• **The task**
Images in the data are to be skipped, while every line is restated exactly as written.

Point localization data
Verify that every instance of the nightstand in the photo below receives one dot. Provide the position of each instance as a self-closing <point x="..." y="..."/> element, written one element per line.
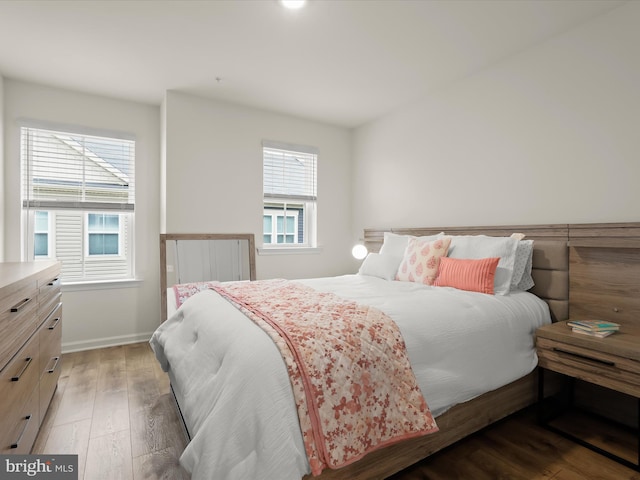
<point x="612" y="362"/>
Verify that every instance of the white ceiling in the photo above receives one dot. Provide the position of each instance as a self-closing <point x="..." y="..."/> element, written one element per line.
<point x="343" y="62"/>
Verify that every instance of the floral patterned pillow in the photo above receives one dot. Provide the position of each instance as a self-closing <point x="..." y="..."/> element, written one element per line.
<point x="421" y="260"/>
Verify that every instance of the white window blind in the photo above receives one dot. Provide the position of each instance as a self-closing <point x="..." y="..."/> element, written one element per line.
<point x="84" y="185"/>
<point x="290" y="195"/>
<point x="63" y="170"/>
<point x="289" y="171"/>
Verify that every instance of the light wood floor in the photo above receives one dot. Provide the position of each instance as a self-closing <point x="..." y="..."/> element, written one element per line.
<point x="113" y="408"/>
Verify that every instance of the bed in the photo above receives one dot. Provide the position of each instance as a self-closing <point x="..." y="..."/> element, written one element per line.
<point x="238" y="435"/>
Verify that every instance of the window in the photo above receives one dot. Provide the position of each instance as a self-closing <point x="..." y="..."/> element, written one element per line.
<point x="41" y="245"/>
<point x="103" y="234"/>
<point x="78" y="201"/>
<point x="289" y="186"/>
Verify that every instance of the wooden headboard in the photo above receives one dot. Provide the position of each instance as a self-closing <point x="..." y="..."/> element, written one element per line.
<point x="580" y="270"/>
<point x="550" y="269"/>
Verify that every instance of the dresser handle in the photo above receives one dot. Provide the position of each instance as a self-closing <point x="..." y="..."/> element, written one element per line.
<point x="24" y="429"/>
<point x="24" y="368"/>
<point x="585" y="357"/>
<point x="54" y="324"/>
<point x="55" y="364"/>
<point x="18" y="306"/>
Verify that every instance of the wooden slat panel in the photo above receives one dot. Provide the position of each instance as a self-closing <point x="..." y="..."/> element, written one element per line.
<point x="605" y="235"/>
<point x="605" y="283"/>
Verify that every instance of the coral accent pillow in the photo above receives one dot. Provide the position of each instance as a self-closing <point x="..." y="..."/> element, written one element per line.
<point x="474" y="275"/>
<point x="421" y="260"/>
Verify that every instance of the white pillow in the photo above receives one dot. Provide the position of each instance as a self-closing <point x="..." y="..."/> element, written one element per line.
<point x="482" y="246"/>
<point x="395" y="244"/>
<point x="522" y="266"/>
<point x="382" y="266"/>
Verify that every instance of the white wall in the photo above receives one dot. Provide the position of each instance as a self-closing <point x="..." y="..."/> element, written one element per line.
<point x="2" y="191"/>
<point x="550" y="135"/>
<point x="214" y="179"/>
<point x="96" y="316"/>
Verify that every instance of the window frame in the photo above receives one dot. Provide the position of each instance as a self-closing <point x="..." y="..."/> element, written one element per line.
<point x="96" y="154"/>
<point x="306" y="198"/>
<point x="87" y="234"/>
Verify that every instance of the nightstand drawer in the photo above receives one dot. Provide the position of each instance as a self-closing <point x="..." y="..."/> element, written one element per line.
<point x="594" y="366"/>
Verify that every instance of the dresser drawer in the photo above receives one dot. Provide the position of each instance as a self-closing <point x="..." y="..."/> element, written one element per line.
<point x="20" y="434"/>
<point x="18" y="381"/>
<point x="50" y="336"/>
<point x="591" y="365"/>
<point x="49" y="296"/>
<point x="18" y="320"/>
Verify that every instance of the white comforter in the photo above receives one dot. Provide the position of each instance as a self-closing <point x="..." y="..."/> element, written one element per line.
<point x="234" y="390"/>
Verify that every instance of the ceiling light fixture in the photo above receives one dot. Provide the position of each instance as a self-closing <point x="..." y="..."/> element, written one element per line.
<point x="293" y="4"/>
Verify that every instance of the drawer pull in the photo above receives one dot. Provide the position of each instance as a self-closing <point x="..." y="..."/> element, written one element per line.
<point x="585" y="357"/>
<point x="54" y="323"/>
<point x="55" y="365"/>
<point x="18" y="306"/>
<point x="24" y="368"/>
<point x="24" y="429"/>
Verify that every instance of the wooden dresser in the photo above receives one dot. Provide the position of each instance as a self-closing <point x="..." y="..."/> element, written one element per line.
<point x="30" y="349"/>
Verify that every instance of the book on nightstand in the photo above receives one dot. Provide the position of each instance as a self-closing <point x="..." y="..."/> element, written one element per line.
<point x="595" y="328"/>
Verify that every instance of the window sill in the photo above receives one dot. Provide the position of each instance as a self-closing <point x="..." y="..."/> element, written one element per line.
<point x="289" y="250"/>
<point x="101" y="285"/>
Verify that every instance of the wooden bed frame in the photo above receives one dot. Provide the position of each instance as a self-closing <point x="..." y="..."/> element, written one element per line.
<point x="551" y="273"/>
<point x="580" y="271"/>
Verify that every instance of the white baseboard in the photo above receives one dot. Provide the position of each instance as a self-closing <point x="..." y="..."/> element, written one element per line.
<point x="78" y="346"/>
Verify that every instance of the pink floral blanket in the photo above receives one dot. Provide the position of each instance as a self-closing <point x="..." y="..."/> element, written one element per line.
<point x="352" y="381"/>
<point x="182" y="291"/>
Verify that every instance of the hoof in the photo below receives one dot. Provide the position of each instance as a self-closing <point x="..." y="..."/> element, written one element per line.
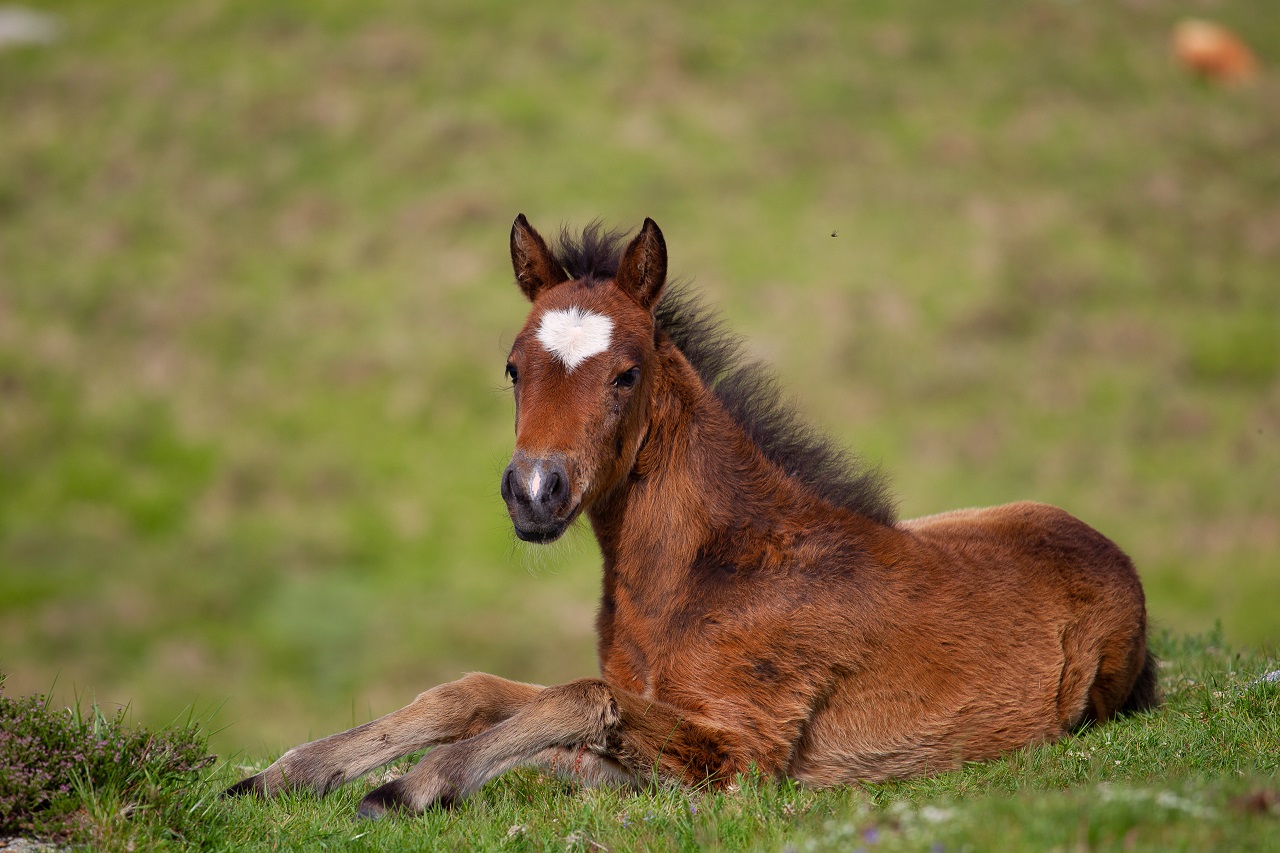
<point x="380" y="802"/>
<point x="251" y="787"/>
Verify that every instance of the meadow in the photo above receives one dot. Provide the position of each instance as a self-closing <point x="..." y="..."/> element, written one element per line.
<point x="255" y="300"/>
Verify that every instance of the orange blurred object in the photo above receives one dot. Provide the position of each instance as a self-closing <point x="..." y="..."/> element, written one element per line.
<point x="1214" y="51"/>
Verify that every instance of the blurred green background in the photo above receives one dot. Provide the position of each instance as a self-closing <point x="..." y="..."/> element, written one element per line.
<point x="255" y="301"/>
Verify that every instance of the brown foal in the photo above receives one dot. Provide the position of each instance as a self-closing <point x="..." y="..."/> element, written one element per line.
<point x="762" y="606"/>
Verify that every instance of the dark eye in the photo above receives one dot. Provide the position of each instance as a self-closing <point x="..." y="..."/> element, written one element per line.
<point x="627" y="378"/>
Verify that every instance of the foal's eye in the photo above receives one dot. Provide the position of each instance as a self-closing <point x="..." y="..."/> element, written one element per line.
<point x="627" y="378"/>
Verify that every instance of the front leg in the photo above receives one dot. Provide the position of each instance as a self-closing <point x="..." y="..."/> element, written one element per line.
<point x="444" y="714"/>
<point x="621" y="730"/>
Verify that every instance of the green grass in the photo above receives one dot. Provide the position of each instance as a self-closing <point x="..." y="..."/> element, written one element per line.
<point x="255" y="297"/>
<point x="1197" y="774"/>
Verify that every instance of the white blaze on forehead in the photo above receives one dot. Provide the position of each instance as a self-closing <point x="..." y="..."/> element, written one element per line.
<point x="575" y="334"/>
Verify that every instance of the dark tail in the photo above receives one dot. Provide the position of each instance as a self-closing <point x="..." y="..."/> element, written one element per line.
<point x="1144" y="694"/>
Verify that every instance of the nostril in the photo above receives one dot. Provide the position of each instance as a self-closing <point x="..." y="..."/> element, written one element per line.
<point x="554" y="484"/>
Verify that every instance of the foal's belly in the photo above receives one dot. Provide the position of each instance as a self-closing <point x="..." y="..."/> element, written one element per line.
<point x="871" y="734"/>
<point x="997" y="655"/>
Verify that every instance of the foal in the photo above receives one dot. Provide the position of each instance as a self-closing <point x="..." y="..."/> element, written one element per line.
<point x="760" y="602"/>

• **Exercise output**
Verify that every instance of the nightstand in the photo below receives one dot. Provide the position of each instance as a self-closing <point x="..." y="..."/> element, written one element per line.
<point x="612" y="362"/>
Verify that every instance of the white ceiling in the photo above receives one dot. Provide the position of each instance as a self-closing <point x="..." y="..."/> element, written one element per line.
<point x="343" y="62"/>
Verify that every instance of the floral patterned pillow in the photo above receives one dot. Provide the position of each instance as a self-closing <point x="..." y="..."/> element, written one element per line.
<point x="421" y="260"/>
Verify that every instance of the white window blind in the photo above receives one dot. Provide the position of each instance as a self-closing <point x="..." y="..."/> element, written one element per line.
<point x="84" y="185"/>
<point x="290" y="195"/>
<point x="63" y="170"/>
<point x="289" y="171"/>
Verify that every instance of the light wood floor in the photo above receives one dot. Provide the position of each instance as a self-closing <point x="..." y="..."/> element, written one element per line.
<point x="113" y="408"/>
Verify that every instance of the bed in the photo above receives one dot. Provide the position of each instance as a self-closing <point x="..." y="..."/> element, written one element per line.
<point x="238" y="435"/>
Verify that every instance of the window in the photo above receives one dot. Provide the position of each instance as a self-closing <point x="..." y="..."/> element, written one element per line.
<point x="41" y="245"/>
<point x="103" y="234"/>
<point x="78" y="201"/>
<point x="289" y="186"/>
Verify that every instance of the wooden headboard in the photo above receives one dot. Provide the position of each instance as a self-closing <point x="..." y="..."/> element, written one element per line.
<point x="580" y="270"/>
<point x="550" y="269"/>
Verify that every instance of the dresser handle in the photo above receives one dot. Provide the position of each instance as a self-closing <point x="..." y="..."/> element, written one element per line.
<point x="24" y="429"/>
<point x="24" y="368"/>
<point x="585" y="357"/>
<point x="54" y="324"/>
<point x="55" y="364"/>
<point x="18" y="306"/>
Verify that every instance of the wooden slat panel in the photo above receives one dot. Provide the position of each instance as a self-closing <point x="..." y="..."/> element, written one element per line.
<point x="605" y="235"/>
<point x="605" y="283"/>
Verify that every instance of the coral accent pillow in the photo above receives one dot. Provide the position of each instance as a self-closing <point x="..." y="..."/> element, written one element per line.
<point x="474" y="275"/>
<point x="421" y="260"/>
Verify that every instance of the white pillow in the photo above receives one dot. Provide the position of each instance as a self-closing <point x="..." y="..."/> element, written one element per line.
<point x="482" y="246"/>
<point x="395" y="244"/>
<point x="522" y="266"/>
<point x="382" y="266"/>
Verify that every instance of the white wall in the photo above receives one dot. Provide the position of each instance as a self-closing <point x="..." y="..."/> element, written one element per line.
<point x="2" y="191"/>
<point x="550" y="135"/>
<point x="214" y="179"/>
<point x="96" y="316"/>
Verify that every instance of the window frame in the photo above receives one dot. Provide the position of each instance as a self-closing <point x="..." y="..."/> element, written one element per line.
<point x="96" y="154"/>
<point x="306" y="198"/>
<point x="87" y="234"/>
Verify that every instance of the nightstand drawer in the photo above receives one dot. Provide the position of each instance as a self-closing <point x="..." y="..."/> element, written one element per line.
<point x="594" y="366"/>
Verify that every instance of the dresser drawer in the photo above receives one dot. Provide the position of each instance as a self-closing <point x="..." y="..."/> element, written one element per line.
<point x="20" y="434"/>
<point x="18" y="381"/>
<point x="50" y="336"/>
<point x="591" y="365"/>
<point x="49" y="296"/>
<point x="18" y="320"/>
Verify that every instance of the white comforter in the photo above receives one dot. Provide the position of each instance as a self-closing <point x="..." y="..."/> element, written one element per line.
<point x="234" y="390"/>
Verify that every instance of the ceiling light fixture in the photo above receives one dot. Provide the position of each instance as a self-closing <point x="..." y="..."/> element, written one element per line.
<point x="293" y="4"/>
Verify that every instance of the drawer pull in the photo above receives one dot. Provide the position of each instance as a self-closing <point x="..." y="..."/> element, written one element per line.
<point x="585" y="357"/>
<point x="54" y="323"/>
<point x="55" y="365"/>
<point x="18" y="306"/>
<point x="24" y="368"/>
<point x="24" y="429"/>
Verify that every instance of the wooden dresser in the photo above receives one dot. Provide the position of each instance as a self-closing <point x="..." y="..."/> element, written one element per line.
<point x="30" y="349"/>
Verify that every instance of the book on nightstand in the photo above receives one dot. Provide the position of each instance as a self-closing <point x="..." y="..."/> element, written one element per line.
<point x="595" y="328"/>
Verify that every instance of the window sill in the photo above receives one dot. Provide the position of each instance as a self-closing <point x="..." y="..."/> element, written one element per line.
<point x="289" y="250"/>
<point x="101" y="285"/>
Verify that every instance of the wooden bed frame in the photo above receives one dot. Provide the position of each instance as a self-closing <point x="..." y="..."/> element, written one element per line.
<point x="551" y="273"/>
<point x="580" y="271"/>
Verify that every instance of the white baseboard in the photo above receives one dot. Provide the position of each instance as a self-closing <point x="..." y="..."/> element, written one element per line.
<point x="78" y="346"/>
Verify that every instance of the pink floral blanket in the photo above receives one dot. Provide the position of each instance as a self-closing <point x="..." y="..."/> element, written one element per line.
<point x="352" y="381"/>
<point x="182" y="291"/>
Verify that every instance of the hoof in the photo below receives one dot. Provide the position of each instance as a self-closing <point x="..." y="..."/> element, written one element per line.
<point x="380" y="802"/>
<point x="251" y="787"/>
Verify that every instance of the meadow in the photo above receives one dot. Provide the position of each instance as a self-closing <point x="..." y="..."/> element, written one element per line.
<point x="255" y="300"/>
Verify that every instance of the orange blurred object in the photo above receives one dot. Provide the position of each instance as a self-closing <point x="..." y="..."/> element, written one element per line.
<point x="1214" y="51"/>
Verify that every instance of the blurred green background in the photo above receives one dot. Provide the position of each instance as a self-closing <point x="..." y="..."/> element, written one element per line.
<point x="255" y="301"/>
Verify that every instance of the brown foal in the photo above receives one dot. Provide the position of each instance as a self-closing <point x="..." y="..."/> element, written one element per line.
<point x="762" y="606"/>
Verify that every instance of the dark eye in the photo above receives one dot. Provide the position of each instance as a self-closing <point x="..." y="..."/> element, written one element per line.
<point x="627" y="378"/>
Verify that every instance of the foal's eye in the photo above receives one dot. Provide the position of each instance as a self-closing <point x="..." y="..."/> element, written one element per line.
<point x="627" y="378"/>
Verify that every instance of the front leg in the photo above receives one dot. Provide the position of each instance as a self-closing <point x="..." y="..."/> element, written one element per line.
<point x="444" y="714"/>
<point x="621" y="730"/>
Verify that every instance of the green grass in the photo above receives one dot. Provide the position of each instance as a self-closing <point x="..." y="..."/> element, written one element per line.
<point x="255" y="297"/>
<point x="1197" y="774"/>
Verify that every instance of the white blaze on forehead in the photo above receives one dot. Provide the position of each instance as a self-closing <point x="..." y="..."/> element, written one element per line.
<point x="575" y="334"/>
Verify that every instance of the dark tail in the photo above receives one dot. Provide the position of each instance as a self-closing <point x="..." y="..."/> element, written one element per line.
<point x="1144" y="694"/>
Verify that every instance of the nostril in the photo above receives one dot. Provide the position of each instance as a self-closing <point x="..." y="..."/> element, written one element per line.
<point x="554" y="484"/>
Verify that every instance of the foal's belly in the photo above receives one dot. Provide the position of each instance as a self-closing <point x="..." y="..."/> element, written one element per line.
<point x="871" y="734"/>
<point x="997" y="655"/>
Verify that every instance of the foal in the photo above receives one dot. Provide the position of each instance as a self-closing <point x="..." y="..."/> element, written one element per line.
<point x="760" y="602"/>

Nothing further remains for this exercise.